━━━ THE INPUT

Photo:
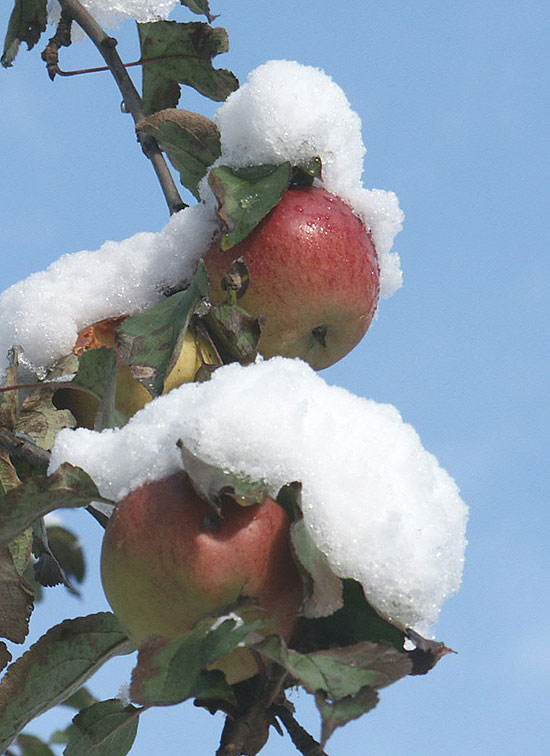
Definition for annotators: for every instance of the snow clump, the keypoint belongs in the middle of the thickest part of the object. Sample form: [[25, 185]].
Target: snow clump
[[111, 13], [43, 313], [374, 500], [287, 111]]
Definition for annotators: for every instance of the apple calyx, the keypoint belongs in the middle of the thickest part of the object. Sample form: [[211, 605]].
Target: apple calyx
[[170, 559]]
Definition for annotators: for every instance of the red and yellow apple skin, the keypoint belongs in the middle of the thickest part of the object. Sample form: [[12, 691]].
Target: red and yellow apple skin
[[167, 562], [313, 273], [131, 395]]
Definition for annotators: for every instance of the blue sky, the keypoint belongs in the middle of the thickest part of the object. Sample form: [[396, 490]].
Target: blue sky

━━━━━━

▸ DESCRIPTION OF THE TASK:
For the listing above, state how many lines hold the string "thickest", giving the number alone.

▸ THE ANSWER:
4